:: Document section

The change in depreciation policy has been accounted for as a prior year adjustment, resulting in an increase of
$20 million to property, plant and equipment and to retained earnings. The depreciation expense recognised in
draft profit for the year to 30 June 2017 is $12 million (2016 – $15 million). (8 marks)
4
Required:
Comment on the matters to be considered, and explain the audit evidence you should expect to find during your
file review in respect of each of the issues described above.
You are NOT required to explain the potential impact of the matters on the auditor’s opinion or report.
Note: The split of the mark allocation is shown against each of the issues above.
(25 marks)
5 [P.T.O.
Section B – TWO questions ONLY to be attempted
3 (a) You are a manager in one of the assurance departments of Leopard & Co, a large firm of Chartered Certified
Accountants. You are currently assigned to a due diligence engagement for one of your firm’s audit clients,
Cheetah Co, a manufacturer of bespoke furniture. The audit of Cheetah Co is conducted by a team from a different
department; you have never been involved in the audit of this client.
The engagement is to conduct a financial and operational due diligence review of Zebra Co, a company which
has been identified as a potential acquisition target by Cheetah Co, due to the synergies offered and the potential
to expand the existing production facilities. As part of the due diligence review, you have been asked to provide a
valuation of Zebra Co’s assets and liabilities and an analysis of the company’s operating profit forecasts. This will
assist Cheetah Co in determining an appropriate purchase price for Zebra Co.

::::

* Requirement A:
List every line of the entries that contains the word "woman".
* Requirement B:
Carry on with the audit exam passage from its final sentence, writing the next part of the question.
The exam passage above and the entries that follow it come from unrelated sources.

:: Exercise materials

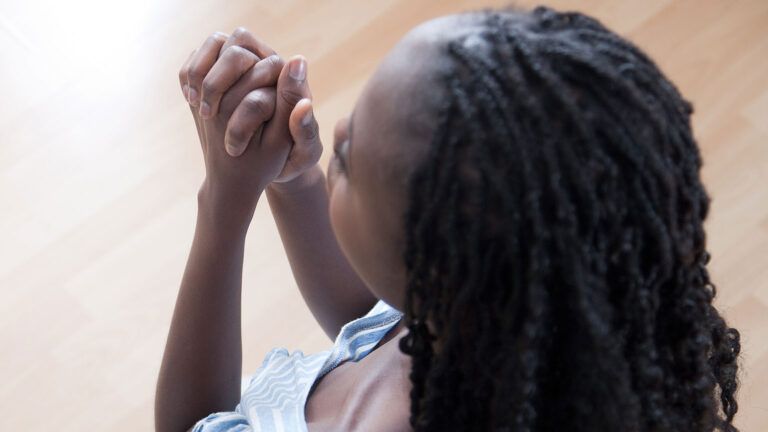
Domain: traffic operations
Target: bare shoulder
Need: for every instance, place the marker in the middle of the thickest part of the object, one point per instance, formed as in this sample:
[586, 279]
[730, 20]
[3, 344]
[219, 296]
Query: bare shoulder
[382, 398]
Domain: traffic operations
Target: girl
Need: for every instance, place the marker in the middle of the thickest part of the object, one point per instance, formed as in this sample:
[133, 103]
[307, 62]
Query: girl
[515, 201]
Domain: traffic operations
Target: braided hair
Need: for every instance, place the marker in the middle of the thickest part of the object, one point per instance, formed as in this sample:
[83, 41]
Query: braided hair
[555, 246]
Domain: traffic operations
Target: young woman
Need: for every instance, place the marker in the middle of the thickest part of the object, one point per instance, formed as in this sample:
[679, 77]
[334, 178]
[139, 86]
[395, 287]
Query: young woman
[515, 201]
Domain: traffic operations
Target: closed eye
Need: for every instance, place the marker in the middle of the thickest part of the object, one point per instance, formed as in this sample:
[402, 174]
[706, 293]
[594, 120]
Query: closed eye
[342, 164]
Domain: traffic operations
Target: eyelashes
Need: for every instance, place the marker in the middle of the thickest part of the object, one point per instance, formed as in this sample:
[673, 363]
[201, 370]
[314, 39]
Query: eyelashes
[340, 162]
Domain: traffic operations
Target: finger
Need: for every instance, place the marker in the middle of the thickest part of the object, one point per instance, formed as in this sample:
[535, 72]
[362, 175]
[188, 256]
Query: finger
[204, 59]
[242, 37]
[307, 147]
[183, 74]
[291, 88]
[228, 69]
[263, 74]
[256, 108]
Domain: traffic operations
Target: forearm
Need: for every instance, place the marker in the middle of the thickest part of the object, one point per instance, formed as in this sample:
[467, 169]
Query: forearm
[201, 369]
[332, 289]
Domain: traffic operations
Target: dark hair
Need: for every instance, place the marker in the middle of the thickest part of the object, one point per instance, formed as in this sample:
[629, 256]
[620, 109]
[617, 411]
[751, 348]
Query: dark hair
[555, 245]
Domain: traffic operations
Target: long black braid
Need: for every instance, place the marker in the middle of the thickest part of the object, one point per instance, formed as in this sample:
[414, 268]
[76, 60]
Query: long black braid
[555, 242]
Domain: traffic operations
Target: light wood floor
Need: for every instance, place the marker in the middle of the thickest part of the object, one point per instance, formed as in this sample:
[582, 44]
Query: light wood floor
[99, 166]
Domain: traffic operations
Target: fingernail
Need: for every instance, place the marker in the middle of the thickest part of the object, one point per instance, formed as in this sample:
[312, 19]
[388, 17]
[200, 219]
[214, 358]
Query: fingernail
[205, 110]
[298, 69]
[232, 150]
[307, 119]
[193, 96]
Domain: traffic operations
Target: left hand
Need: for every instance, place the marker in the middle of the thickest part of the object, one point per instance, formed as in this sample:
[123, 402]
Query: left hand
[229, 83]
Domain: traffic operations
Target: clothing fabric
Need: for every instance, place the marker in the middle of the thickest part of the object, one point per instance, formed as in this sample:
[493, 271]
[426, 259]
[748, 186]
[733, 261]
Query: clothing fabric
[275, 396]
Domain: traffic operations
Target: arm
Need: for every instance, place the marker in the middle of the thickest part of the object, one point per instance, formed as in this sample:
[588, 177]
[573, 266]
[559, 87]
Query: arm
[234, 90]
[201, 369]
[332, 289]
[299, 201]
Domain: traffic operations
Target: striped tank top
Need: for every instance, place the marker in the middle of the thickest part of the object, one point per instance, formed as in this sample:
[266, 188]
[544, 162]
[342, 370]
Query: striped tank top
[274, 396]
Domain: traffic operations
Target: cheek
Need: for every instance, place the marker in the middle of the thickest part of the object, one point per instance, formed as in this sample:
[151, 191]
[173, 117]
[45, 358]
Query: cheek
[368, 248]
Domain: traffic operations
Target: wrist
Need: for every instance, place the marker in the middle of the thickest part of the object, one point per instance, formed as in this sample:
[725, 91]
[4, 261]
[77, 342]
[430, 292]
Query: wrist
[306, 179]
[229, 216]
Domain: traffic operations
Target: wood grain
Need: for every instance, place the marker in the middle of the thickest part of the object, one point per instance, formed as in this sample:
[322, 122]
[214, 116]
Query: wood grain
[99, 167]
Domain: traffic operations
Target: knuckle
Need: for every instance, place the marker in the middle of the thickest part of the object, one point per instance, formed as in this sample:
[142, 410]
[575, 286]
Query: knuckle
[194, 76]
[235, 51]
[239, 32]
[311, 132]
[237, 133]
[216, 36]
[255, 105]
[209, 87]
[291, 96]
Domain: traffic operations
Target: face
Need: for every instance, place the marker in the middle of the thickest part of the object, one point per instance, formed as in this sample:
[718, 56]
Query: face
[376, 149]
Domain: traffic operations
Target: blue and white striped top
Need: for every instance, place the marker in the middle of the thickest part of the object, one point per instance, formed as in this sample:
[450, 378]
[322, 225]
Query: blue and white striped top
[274, 398]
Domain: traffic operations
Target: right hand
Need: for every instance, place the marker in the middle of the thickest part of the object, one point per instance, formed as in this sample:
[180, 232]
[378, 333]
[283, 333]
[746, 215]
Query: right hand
[229, 83]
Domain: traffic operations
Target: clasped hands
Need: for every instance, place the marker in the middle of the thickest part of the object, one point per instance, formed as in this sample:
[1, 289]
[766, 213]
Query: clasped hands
[253, 113]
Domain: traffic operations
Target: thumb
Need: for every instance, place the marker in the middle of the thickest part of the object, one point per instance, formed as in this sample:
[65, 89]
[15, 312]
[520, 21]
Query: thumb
[307, 147]
[291, 88]
[303, 126]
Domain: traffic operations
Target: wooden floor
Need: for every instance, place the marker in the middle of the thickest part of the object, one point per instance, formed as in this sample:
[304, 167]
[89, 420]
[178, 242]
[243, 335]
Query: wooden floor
[99, 166]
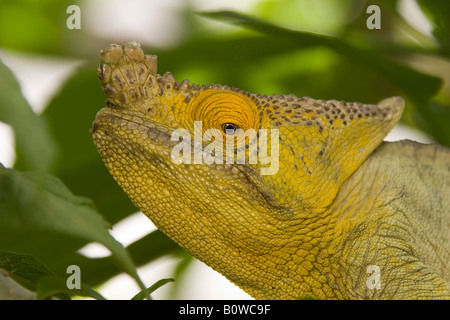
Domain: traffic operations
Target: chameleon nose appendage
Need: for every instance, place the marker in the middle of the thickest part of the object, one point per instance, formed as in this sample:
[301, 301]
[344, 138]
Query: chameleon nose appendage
[124, 72]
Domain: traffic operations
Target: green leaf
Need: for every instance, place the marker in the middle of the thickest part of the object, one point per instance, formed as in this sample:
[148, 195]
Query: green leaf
[24, 268]
[35, 145]
[420, 87]
[146, 292]
[49, 286]
[438, 11]
[34, 203]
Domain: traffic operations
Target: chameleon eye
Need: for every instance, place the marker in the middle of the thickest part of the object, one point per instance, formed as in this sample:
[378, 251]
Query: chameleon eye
[229, 128]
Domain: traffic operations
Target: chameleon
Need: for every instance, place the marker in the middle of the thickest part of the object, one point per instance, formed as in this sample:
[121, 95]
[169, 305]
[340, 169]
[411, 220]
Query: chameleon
[345, 215]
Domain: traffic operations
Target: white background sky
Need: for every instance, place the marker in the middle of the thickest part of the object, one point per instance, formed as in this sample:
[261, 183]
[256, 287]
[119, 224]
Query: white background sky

::::

* Written response A:
Target: young woman
Query: young woman

* Written response B:
During the engagement fieldwork your team identified two matters, which require your further consideration, as
follows:
1. While reviewing correspondence with customers in relation to outstanding receivables, one of the team found
a letter from a large retailer, for which Zebra Co produces a number of unique products, providing advanced
notice that they are not renewing their purchasing agreement when the current one expires. The customer
advised that they are switching to a new entrant to the market who is substantially cheaper than Zebra Co. A
brief analysis identified that the customer provides, on average, almost 5% of Zebra Co’s annual revenues.
2. Zebra Co owns a piece of land which was given to it as a gift by the local authorities ten years ago. The land
surrounds the entrance to the main production premises and is designated as a nature reserve. Restrictions
were imposed on the usage of the land which also limit who the owner is able to sell the land to in the future.
The land has zero carrying value in the financial statements.
No additional matters have arisen for your consideration. You are also aware that the financial statements for the
last ten years have been audited and no modifications have been made to the auditor’s opinion during this period.
Required:
In respect of the two matters identified above:
(i) Explain why each matter requires further investigation as part of the due diligence review, and
(6 marks)
(ii) Recommend the investigation procedures to be performed. (6 marks)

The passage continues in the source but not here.